** Exercise input follows **

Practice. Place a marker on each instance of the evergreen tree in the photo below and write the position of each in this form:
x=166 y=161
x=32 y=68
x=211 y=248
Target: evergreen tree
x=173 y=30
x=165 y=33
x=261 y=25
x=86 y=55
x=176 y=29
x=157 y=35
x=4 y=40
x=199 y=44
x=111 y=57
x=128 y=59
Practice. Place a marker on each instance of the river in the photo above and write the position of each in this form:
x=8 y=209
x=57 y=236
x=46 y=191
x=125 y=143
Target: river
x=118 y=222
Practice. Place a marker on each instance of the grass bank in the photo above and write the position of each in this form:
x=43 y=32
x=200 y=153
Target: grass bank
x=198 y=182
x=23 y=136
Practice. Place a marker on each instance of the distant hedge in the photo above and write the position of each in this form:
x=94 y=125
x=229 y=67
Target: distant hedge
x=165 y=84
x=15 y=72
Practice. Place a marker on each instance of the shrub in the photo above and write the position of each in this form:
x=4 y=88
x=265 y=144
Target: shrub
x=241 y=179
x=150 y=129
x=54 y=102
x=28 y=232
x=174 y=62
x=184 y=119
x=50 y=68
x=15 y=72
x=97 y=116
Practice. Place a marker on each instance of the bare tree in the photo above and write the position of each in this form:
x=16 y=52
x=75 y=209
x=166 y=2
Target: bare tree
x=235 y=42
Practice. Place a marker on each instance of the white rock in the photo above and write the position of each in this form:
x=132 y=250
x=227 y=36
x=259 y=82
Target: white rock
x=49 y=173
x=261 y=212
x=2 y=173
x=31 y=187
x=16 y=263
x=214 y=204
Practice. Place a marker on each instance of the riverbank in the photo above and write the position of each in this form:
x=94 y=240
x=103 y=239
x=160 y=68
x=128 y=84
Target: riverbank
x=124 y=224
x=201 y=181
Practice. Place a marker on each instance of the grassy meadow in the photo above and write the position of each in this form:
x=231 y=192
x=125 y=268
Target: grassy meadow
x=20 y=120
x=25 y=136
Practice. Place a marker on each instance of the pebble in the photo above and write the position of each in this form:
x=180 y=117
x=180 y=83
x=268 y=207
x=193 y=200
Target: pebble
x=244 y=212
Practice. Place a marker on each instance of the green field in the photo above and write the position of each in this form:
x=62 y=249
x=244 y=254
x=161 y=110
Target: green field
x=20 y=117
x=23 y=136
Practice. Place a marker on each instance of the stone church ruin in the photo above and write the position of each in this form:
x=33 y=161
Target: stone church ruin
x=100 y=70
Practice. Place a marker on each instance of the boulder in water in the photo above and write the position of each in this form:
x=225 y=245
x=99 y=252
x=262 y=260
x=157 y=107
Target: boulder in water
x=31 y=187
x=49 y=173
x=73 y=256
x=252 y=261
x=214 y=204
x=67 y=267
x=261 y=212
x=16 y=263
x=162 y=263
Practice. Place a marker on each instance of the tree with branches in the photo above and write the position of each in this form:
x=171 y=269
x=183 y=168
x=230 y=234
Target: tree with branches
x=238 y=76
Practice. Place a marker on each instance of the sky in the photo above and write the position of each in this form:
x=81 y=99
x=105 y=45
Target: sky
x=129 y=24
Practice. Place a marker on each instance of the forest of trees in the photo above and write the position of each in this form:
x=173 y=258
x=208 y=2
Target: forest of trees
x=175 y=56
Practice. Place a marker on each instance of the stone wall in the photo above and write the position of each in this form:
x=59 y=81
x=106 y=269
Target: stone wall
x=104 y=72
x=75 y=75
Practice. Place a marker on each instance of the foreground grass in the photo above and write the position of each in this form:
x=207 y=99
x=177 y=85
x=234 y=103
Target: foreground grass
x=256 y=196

** End of Exercise input **

A word-for-word copy of the data is what should be returned.

> Answer:
Practice. Place a marker on each instance of the evergreen tree in the photo below and write the position of each in this form:
x=166 y=161
x=32 y=68
x=211 y=248
Target: evergreen tree
x=173 y=30
x=165 y=33
x=261 y=25
x=86 y=55
x=176 y=29
x=157 y=35
x=4 y=40
x=199 y=44
x=111 y=57
x=128 y=59
Practice. Place a marker on each instance of the river in the photo above and write the position of each in this form:
x=8 y=209
x=57 y=236
x=46 y=191
x=125 y=143
Target: river
x=118 y=222
Practice. Place a marker on each instance of the grass bank in the photo above and write the position of each in this form:
x=43 y=32
x=200 y=153
Target: grass bank
x=198 y=182
x=23 y=136
Practice. Place a marker on each instance of the distant hedge in the photo above and write the position of each in this form:
x=94 y=125
x=229 y=67
Target: distant hedge
x=165 y=84
x=15 y=72
Practice. Place a marker on each instance of the shrub in the photo above and write the position of each in this form:
x=4 y=88
x=265 y=144
Target: shrub
x=241 y=179
x=150 y=129
x=54 y=102
x=28 y=232
x=174 y=62
x=184 y=119
x=50 y=68
x=15 y=72
x=97 y=116
Practice. Place a marker on each instance of the bare tree in the photo above and write the position of each in this form:
x=16 y=52
x=75 y=209
x=166 y=2
Target: bare tree
x=235 y=42
Practice. Place a marker on each instance of the white rock in the photo above and write the position of each in this form:
x=132 y=250
x=227 y=36
x=259 y=82
Target: white rock
x=49 y=173
x=261 y=212
x=2 y=173
x=31 y=187
x=16 y=263
x=214 y=204
Practice. Place a marker on each instance of the riverbank in the photo above and write the position of each in this form:
x=94 y=240
x=103 y=239
x=160 y=68
x=128 y=84
Target: riverbank
x=124 y=224
x=201 y=181
Practice. Place a marker on each instance of the grassy meadow in the photo above and write the position of each in this form:
x=231 y=192
x=125 y=268
Target: grassy meadow
x=20 y=120
x=25 y=136
Practice. Place a marker on each instance of the pebble in the photo above and write the position of each in this form:
x=180 y=117
x=180 y=83
x=268 y=207
x=193 y=200
Target: pebble
x=244 y=212
Practice. Place a marker on each instance of the green field in the photo above and write the position of each in this form:
x=62 y=249
x=244 y=254
x=161 y=110
Target: green field
x=20 y=117
x=23 y=136
Practice. Place a marker on each instance of the stone church ruin in the photo above and write the position of each in this form:
x=33 y=161
Target: stone church ruin
x=100 y=70
Practice. Place a marker on each instance of the boulder in water in the photo above and write the position of each in this form:
x=225 y=245
x=99 y=252
x=262 y=260
x=157 y=107
Target: boulder in water
x=31 y=187
x=49 y=173
x=73 y=256
x=252 y=261
x=214 y=204
x=67 y=267
x=261 y=212
x=16 y=263
x=162 y=263
Practice. Place a marker on each instance of the tree with branches in the photo above and write the position of each in this form:
x=171 y=269
x=183 y=168
x=230 y=234
Target: tree with branches
x=238 y=76
Practice. Place a marker on each instance of the sky in the photo above and write the position of each in this form:
x=81 y=99
x=105 y=45
Target: sky
x=129 y=24
Practice. Place a marker on each instance of the forest of trees in the photo above and write the position of each in this form:
x=173 y=258
x=208 y=2
Target: forest of trees
x=175 y=56
Practice. Place a marker on each instance of the stone wall in the photo above and write the position of each in this form:
x=59 y=81
x=106 y=269
Target: stone wall
x=104 y=72
x=75 y=75
Practice. Place a marker on each instance of the foreground grass in the photo above and write the position of each in this form:
x=207 y=99
x=177 y=85
x=234 y=103
Target: foreground grass
x=256 y=196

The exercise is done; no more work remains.